[What is expected]:
Give back the data below exactly, with every line kept the same.
Entries provided START
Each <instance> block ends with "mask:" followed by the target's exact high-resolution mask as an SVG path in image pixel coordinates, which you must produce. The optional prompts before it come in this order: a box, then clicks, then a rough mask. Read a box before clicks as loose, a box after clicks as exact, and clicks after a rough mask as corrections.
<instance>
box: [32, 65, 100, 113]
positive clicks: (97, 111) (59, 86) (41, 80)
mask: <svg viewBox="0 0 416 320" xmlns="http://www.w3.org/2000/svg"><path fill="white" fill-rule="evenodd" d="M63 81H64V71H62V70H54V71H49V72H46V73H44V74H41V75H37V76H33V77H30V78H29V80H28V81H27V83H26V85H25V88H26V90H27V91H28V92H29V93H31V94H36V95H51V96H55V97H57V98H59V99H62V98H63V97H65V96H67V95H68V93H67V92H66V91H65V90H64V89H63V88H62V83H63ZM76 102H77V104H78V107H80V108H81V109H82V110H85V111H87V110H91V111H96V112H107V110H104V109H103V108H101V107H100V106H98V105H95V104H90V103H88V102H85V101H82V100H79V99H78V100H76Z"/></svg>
Entries provided END
[Response to the exercise]:
Each <instance> block ends with "mask:" followed by the target's exact high-resolution mask as an SVG path in image pixel coordinates, which you must produce. The optional prompts before it come in this order: a box, then clicks, then a rough mask. Read a box before clicks as loose, a box after clicks as exact, and clicks after a rough mask as corrections.
<instance>
box: [32, 65, 100, 113]
positive clicks: (97, 111) (59, 86) (41, 80)
mask: <svg viewBox="0 0 416 320" xmlns="http://www.w3.org/2000/svg"><path fill="white" fill-rule="evenodd" d="M63 81H64V71H62V70H54V71H49V72H46V73H44V74H41V75H37V76H33V77H30V78H29V80H28V81H27V83H26V85H25V88H26V90H27V91H28V92H29V93H31V94H36V95H51V96H55V97H57V98H59V99H62V98H63V97H65V96H67V95H68V93H67V92H66V91H65V90H64V89H63V88H62V83H63ZM76 102H77V104H78V107H80V108H81V109H82V110H85V111H87V110H91V111H96V112H107V110H104V109H103V108H101V107H100V106H98V105H95V104H90V103H88V102H85V101H82V100H79V99H78V100H76Z"/></svg>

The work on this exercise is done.